Exercise set –
1 - According to the Jonesboro police station article, for how many years would the Caraway building meet the department's needs?
2 - Please pick up the Jonesboro police station article after its last sentence and write what comes next.

Jonesboro, AR – JonesboroRightNow.com – The Public Safety Committee on Tuesday heard more discussions regarding the location of a second police station in Jonesboro.

Two properties are being considered: First United Methodist Church’s (FUMC) youth building in downtown Jonesboro, or the former Park Place Inn on Caraway Road. Whichever building is selected will not replace the existing station located at 1001 S. Caraway Road, Jonesboro Police Department Chief Rick Elliott previously told JRN.

The second building would house police operations currently located in various government buildings across the city, which were moved after a structural issue caused the Justice Complex in downtown Jonesboro to be vacated. Police officials previously said the FUMC building would future-proof the department for the next 30-40 years, while the Caraway building would meet its needs for the next 10 years.

| PREVIOUSLY: Committee hears presentation of two lease considerations for second Jonesboro police station

Don Parker, chair of FUMC’s Jonesboro board of trustees, told committee members that he’d had further discussions with Elliott, as well as meetings with city engineering. After meeting with the church’s board of trustees, he had an amended lease proposal.

Entries for bounding box labeling –
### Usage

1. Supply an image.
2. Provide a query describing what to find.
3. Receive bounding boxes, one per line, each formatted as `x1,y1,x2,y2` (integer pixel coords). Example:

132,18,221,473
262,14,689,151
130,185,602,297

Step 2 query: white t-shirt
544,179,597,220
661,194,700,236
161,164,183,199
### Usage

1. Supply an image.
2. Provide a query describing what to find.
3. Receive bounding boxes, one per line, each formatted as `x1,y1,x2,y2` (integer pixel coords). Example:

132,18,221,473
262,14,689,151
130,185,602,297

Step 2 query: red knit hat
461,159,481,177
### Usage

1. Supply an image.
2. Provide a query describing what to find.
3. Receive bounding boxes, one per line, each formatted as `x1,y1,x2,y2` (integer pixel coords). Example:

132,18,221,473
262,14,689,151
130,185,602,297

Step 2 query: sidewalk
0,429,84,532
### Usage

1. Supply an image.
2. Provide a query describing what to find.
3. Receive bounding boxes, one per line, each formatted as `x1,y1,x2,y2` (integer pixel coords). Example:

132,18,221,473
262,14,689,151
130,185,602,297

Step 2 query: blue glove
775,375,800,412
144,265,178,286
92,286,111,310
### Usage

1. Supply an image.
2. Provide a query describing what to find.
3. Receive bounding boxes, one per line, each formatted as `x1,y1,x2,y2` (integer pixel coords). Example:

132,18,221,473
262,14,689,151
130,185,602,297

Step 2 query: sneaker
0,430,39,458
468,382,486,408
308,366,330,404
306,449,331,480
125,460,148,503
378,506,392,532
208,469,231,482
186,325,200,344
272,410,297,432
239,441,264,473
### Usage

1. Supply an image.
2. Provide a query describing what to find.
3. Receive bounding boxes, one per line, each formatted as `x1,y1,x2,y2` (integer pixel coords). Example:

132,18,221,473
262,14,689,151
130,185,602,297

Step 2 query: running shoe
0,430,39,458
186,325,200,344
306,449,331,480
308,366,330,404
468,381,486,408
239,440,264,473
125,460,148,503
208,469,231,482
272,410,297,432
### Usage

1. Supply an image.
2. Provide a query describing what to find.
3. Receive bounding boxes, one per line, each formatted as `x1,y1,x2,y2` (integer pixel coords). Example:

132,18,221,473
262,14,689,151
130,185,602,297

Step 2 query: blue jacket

Final results –
1 - The next 10 years.

2 -
Parker said it was initially believed the building was 36,000 square feet; however, it was actually 41,226 square feet. The building’s first and second floors are fully furnished, complete with offices, classrooms, a kitchen, meeting rooms, and bathrooms, he said. The building’s third floor is unfinished, he said, but it is heated and cooled. It has 112 parking spaces, including 6 adjacent to the building and 106 across Union Street.

The facility’s base rent would be $31,250 per month and would go up based on the tenant improvement needs of the city. Parker said renovation of the third floor was estimated to cost around $600,000 and, if the church paid for that, the rent would increase to $36,000 per month. Parker indicated the church would pay up to $1 million in tenant improvement costs which would ulitimately increase the monthly rate to $39,000 if the city utilizes the full amount.

In addition, if the city wished to do so, the board of trustees would include an option to purchase the building during the lease at the building’s appraised value. After being asked by committee member Chris Gibson if any rent the city had already paid would go toward the purchase price, Parker responded that was not likely.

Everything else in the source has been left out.